Source passage:
Making a connection with your unborn child can strengthen the bond you share, make you feel closer, and enrich you and your baby's lives.
By Carol Sorgen
WebMD Feature

Jeanne Berkowitz is expecting a baby in late January. In October, Jeanne and her husband went to Hawaii for a "babymoon." While there, Jeanne got a massage from a woman who works frequently with pregnant women.

"She told me that it was important to massage my belly often to introduce the baby to human touch and to the world outside the womb," Jeanne recalls, adding that she now massages the baby regularly, as does her husband. "We can often feel him respond by kicking back and changing positions."

Jeanne says she's not an expert on the benefits of prenatal massage, but reports that "it's fun for us, helps us (especially my husband) think of the baby as a real person, and I can't help but think it has to be good for the baby, too."

Jeanne might be interested to know that there is indeed science to back up her intuitive feelings. According to Carista Luminare-Rosen, PhD, author of Parenting Begins Before Conception: A Guide to Preparing Body, Mind, and Spirit for You and Your Future Child, research shows that babies in the womb have the emotional and intuitive capabilities to sense their parents' love. "Prenates can see, hear, feel, remember, taste, and think before birth," says Luminare-Rosen, founder and co-director of The Center for Creative Parenting in Marin and Sonoma counties, Calif.

Bonding (also known as attachment), says Marilee Hartling, RN, prenatal program manager at Cedars-Sinai Medical Center in Los Angeles, is how babies -- before and after birth -- learn what the world is all about. "It's also part of their personality development.

"When there's a healthy attachment between baby and parent," Hartling says, "the baby comes to believe that the world is a safe place. This is the beginning of the establishment of trust."

Some parents talk about feeling connected to their baby from the moment it's conceived, says Hartling. For others, that feeling grows as the baby develops. Fathers tend to begin bonding later than mothers, for obvious reasons, Hartling says, but they can help the process along by going to doctors' visits with the mother, looking at ultrasound pictures, and feeling the baby's kicks.

Work instruction:
In the passage on prenatal bonding, rewrite the section from "Jeanne might be" up to and including "their personality development.", replacing "Prenates" with "Unborn babies".

Given records:

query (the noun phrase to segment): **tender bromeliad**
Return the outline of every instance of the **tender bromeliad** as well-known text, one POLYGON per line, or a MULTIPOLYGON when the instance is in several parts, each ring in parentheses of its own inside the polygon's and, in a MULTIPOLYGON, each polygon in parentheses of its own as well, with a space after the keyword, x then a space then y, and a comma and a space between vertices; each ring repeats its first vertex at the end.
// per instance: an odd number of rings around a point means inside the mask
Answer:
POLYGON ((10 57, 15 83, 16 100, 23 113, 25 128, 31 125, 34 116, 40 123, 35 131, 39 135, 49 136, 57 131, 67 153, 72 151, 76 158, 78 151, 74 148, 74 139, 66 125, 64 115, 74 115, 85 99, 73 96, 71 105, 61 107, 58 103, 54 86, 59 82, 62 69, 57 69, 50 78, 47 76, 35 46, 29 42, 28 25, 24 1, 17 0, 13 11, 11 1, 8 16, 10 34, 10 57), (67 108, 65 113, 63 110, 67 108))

Exercise result:
Jeanne might be interested to know that there is indeed science to back up her intuitive feelings. According to Carista Luminare-Rosen, PhD, author of Parenting Begins Before Conception: A Guide to Preparing Body, Mind, and Spirit for You and Your Future Child, research shows that babies in the womb have the emotional and intuitive capabilities to sense their parents' love. "Unborn babies can see, hear, feel, remember, taste, and think before birth," says Luminare-Rosen, founder and co-director of The Center for Creative Parenting in Marin and Sonoma counties, Calif.

Bonding (also known as attachment), says Marilee Hartling, RN, prenatal program manager at Cedars-Sinai Medical Center in Los Angeles, is how babies -- before and after birth -- learn what the world is all about. "It's also part of their personality development.